- Brief
Please pull out every line of the items below that contains the word "distant", matching case exactly.

[start of Record set]

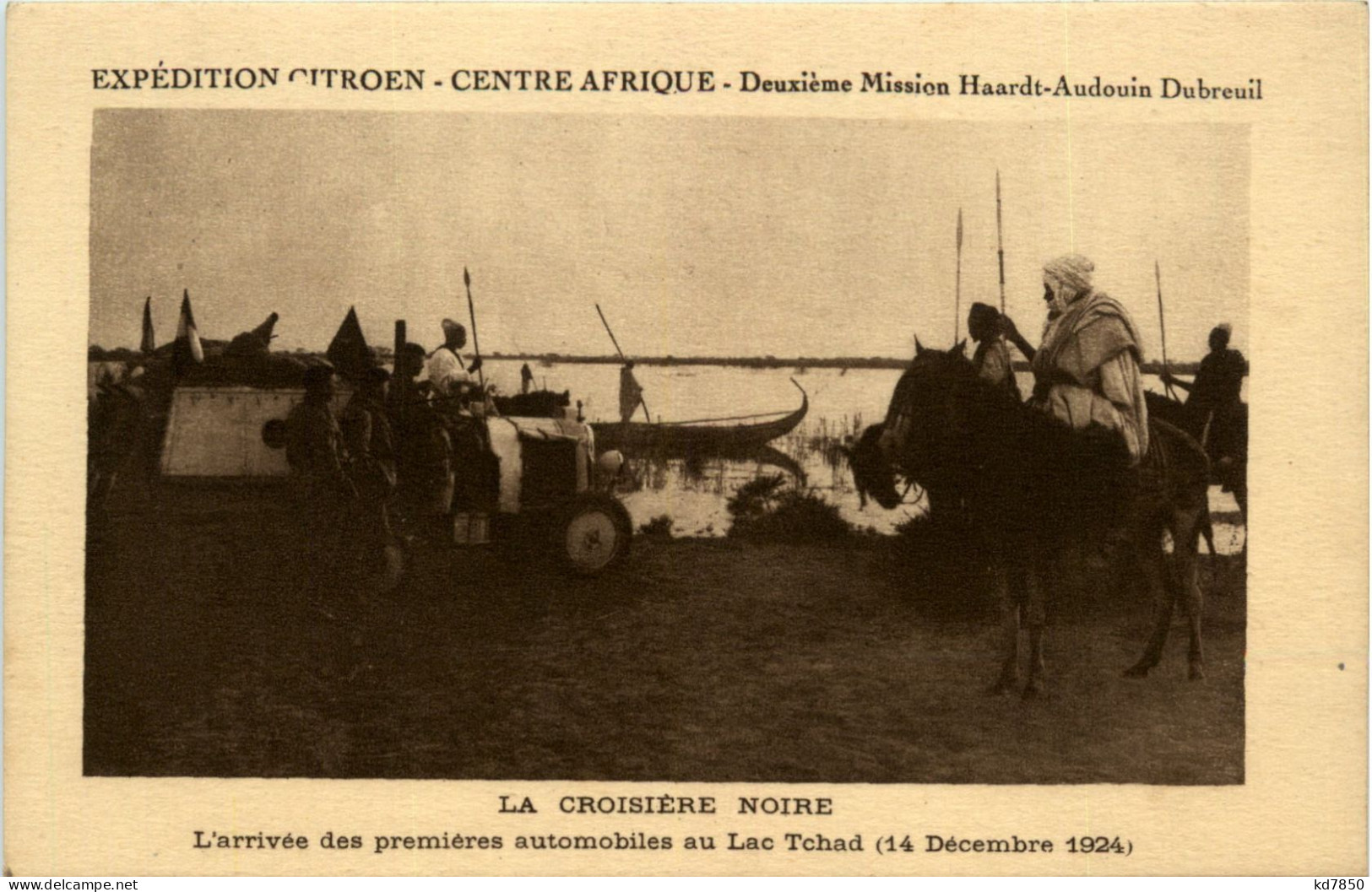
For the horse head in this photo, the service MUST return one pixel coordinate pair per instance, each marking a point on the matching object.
(873, 473)
(928, 422)
(915, 440)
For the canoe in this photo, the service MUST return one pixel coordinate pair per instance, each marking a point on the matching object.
(687, 438)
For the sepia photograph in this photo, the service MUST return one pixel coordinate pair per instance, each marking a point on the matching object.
(665, 447)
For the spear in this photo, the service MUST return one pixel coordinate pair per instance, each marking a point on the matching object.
(1001, 249)
(1163, 326)
(615, 341)
(957, 305)
(476, 343)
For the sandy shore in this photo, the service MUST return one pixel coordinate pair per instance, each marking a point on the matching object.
(700, 660)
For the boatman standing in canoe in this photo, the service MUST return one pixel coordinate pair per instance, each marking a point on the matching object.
(630, 392)
(324, 491)
(992, 355)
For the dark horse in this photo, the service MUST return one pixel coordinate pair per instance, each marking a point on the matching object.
(1224, 436)
(1029, 486)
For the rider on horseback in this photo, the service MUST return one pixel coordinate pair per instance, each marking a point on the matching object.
(1087, 366)
(1214, 405)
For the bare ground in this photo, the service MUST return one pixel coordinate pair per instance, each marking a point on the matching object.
(700, 660)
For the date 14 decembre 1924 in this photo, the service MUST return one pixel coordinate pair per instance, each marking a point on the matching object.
(893, 844)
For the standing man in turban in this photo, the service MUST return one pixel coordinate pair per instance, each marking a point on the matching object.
(1087, 365)
(446, 368)
(1218, 381)
(630, 392)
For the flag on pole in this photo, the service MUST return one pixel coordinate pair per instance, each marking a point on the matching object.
(187, 350)
(349, 352)
(149, 343)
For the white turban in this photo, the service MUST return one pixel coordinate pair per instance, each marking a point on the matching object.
(1071, 272)
(1068, 278)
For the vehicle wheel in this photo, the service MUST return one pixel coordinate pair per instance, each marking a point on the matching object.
(594, 536)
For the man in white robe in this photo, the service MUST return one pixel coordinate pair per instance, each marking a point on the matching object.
(446, 370)
(1087, 365)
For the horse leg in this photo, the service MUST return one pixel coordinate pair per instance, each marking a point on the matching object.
(1010, 603)
(1150, 561)
(1035, 619)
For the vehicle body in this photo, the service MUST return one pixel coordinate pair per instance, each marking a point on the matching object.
(555, 489)
(687, 438)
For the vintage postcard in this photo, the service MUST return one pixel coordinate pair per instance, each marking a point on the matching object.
(686, 440)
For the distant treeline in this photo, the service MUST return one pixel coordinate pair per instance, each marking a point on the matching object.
(786, 363)
(124, 354)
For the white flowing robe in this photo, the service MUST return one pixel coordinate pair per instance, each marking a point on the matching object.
(1087, 370)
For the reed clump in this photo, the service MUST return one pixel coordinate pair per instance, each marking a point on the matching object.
(772, 510)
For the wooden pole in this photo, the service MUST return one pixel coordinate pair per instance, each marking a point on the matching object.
(1001, 249)
(957, 300)
(399, 383)
(1163, 326)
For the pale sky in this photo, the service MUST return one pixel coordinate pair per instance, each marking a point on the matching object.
(697, 236)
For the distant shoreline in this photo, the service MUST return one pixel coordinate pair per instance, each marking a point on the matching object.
(124, 354)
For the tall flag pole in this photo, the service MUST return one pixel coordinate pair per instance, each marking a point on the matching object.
(1001, 249)
(957, 304)
(149, 343)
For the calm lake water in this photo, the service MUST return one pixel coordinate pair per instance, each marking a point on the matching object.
(841, 403)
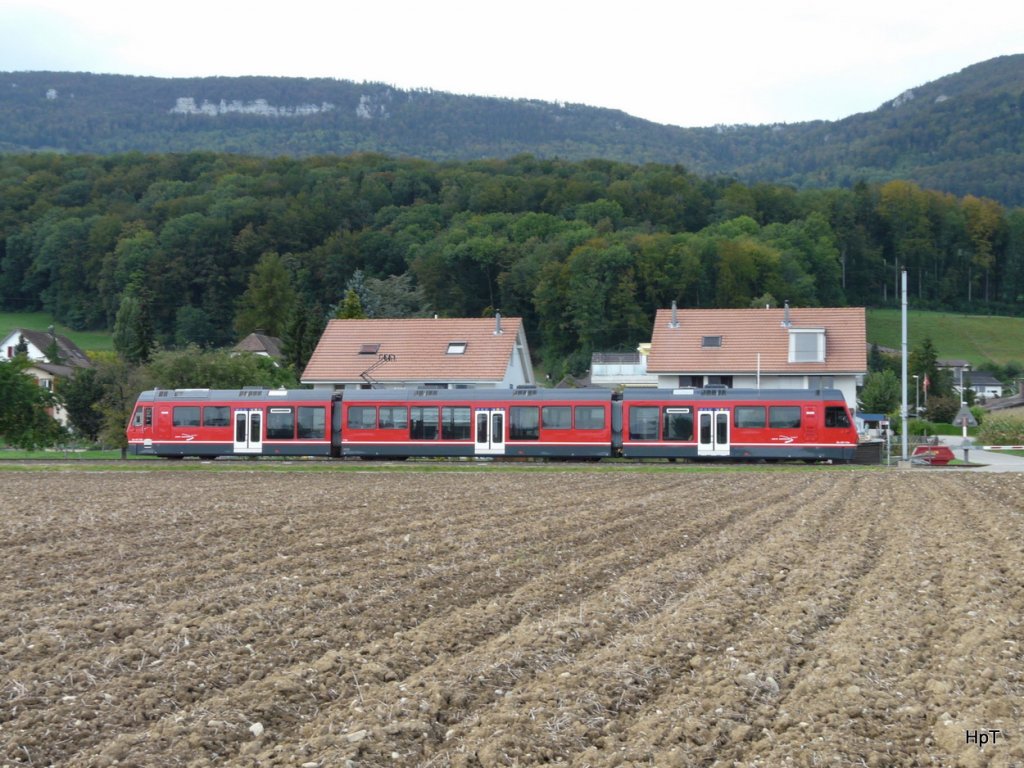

[end of Record set]

- Expected output
For the distant treeline in this photo, the service MUST return one pixel coordinate pair per instance, each marking a point on the matching object.
For the distant shoreline in this photo, the service MUST return one pixel coordinate pair per instance, each marking a point on the matching object.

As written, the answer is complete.